* The task
Nothing but an exact repeat of the entries below should appear in your answer.

=== Source records ===

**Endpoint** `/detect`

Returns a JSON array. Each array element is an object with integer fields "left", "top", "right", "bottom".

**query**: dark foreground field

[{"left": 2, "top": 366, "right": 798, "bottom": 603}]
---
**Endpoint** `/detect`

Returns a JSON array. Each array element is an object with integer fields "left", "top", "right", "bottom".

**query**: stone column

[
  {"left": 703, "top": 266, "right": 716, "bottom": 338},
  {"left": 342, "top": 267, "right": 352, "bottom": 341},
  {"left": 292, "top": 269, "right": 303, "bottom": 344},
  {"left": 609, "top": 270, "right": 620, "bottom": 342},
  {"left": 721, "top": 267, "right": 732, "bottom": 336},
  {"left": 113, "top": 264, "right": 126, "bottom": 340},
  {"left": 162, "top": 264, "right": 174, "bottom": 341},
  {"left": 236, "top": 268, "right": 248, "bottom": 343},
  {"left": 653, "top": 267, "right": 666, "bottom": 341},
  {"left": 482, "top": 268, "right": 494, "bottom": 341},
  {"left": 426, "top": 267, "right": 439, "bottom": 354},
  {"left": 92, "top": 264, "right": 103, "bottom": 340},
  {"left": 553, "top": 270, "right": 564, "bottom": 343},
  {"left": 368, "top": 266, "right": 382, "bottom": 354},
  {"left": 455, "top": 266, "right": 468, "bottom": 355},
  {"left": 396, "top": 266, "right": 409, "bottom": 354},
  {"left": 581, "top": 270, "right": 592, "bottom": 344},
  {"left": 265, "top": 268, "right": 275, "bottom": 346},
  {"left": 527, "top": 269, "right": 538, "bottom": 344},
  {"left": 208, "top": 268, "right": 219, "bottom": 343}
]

===

* Problem solution
**Endpoint** `/detect`

Returns a JSON array. Each array element is an object with integer fields "left", "top", "right", "bottom".

**query**: dark foreground field

[{"left": 2, "top": 366, "right": 798, "bottom": 603}]
---
**Endpoint** `/detect`

Returns a JSON array. Each array element is an object with integer fields "left", "top", "right", "bottom".

**query**: stone column

[
  {"left": 703, "top": 266, "right": 716, "bottom": 338},
  {"left": 342, "top": 267, "right": 352, "bottom": 341},
  {"left": 292, "top": 269, "right": 303, "bottom": 344},
  {"left": 609, "top": 270, "right": 620, "bottom": 342},
  {"left": 721, "top": 267, "right": 732, "bottom": 336},
  {"left": 113, "top": 264, "right": 126, "bottom": 340},
  {"left": 162, "top": 264, "right": 174, "bottom": 341},
  {"left": 236, "top": 268, "right": 248, "bottom": 343},
  {"left": 653, "top": 267, "right": 666, "bottom": 341},
  {"left": 482, "top": 268, "right": 494, "bottom": 341},
  {"left": 426, "top": 267, "right": 439, "bottom": 354},
  {"left": 92, "top": 264, "right": 103, "bottom": 340},
  {"left": 553, "top": 270, "right": 564, "bottom": 343},
  {"left": 368, "top": 266, "right": 382, "bottom": 354},
  {"left": 455, "top": 266, "right": 468, "bottom": 355},
  {"left": 396, "top": 266, "right": 409, "bottom": 354},
  {"left": 581, "top": 270, "right": 592, "bottom": 344},
  {"left": 265, "top": 268, "right": 275, "bottom": 346},
  {"left": 527, "top": 269, "right": 538, "bottom": 344},
  {"left": 208, "top": 268, "right": 219, "bottom": 343}
]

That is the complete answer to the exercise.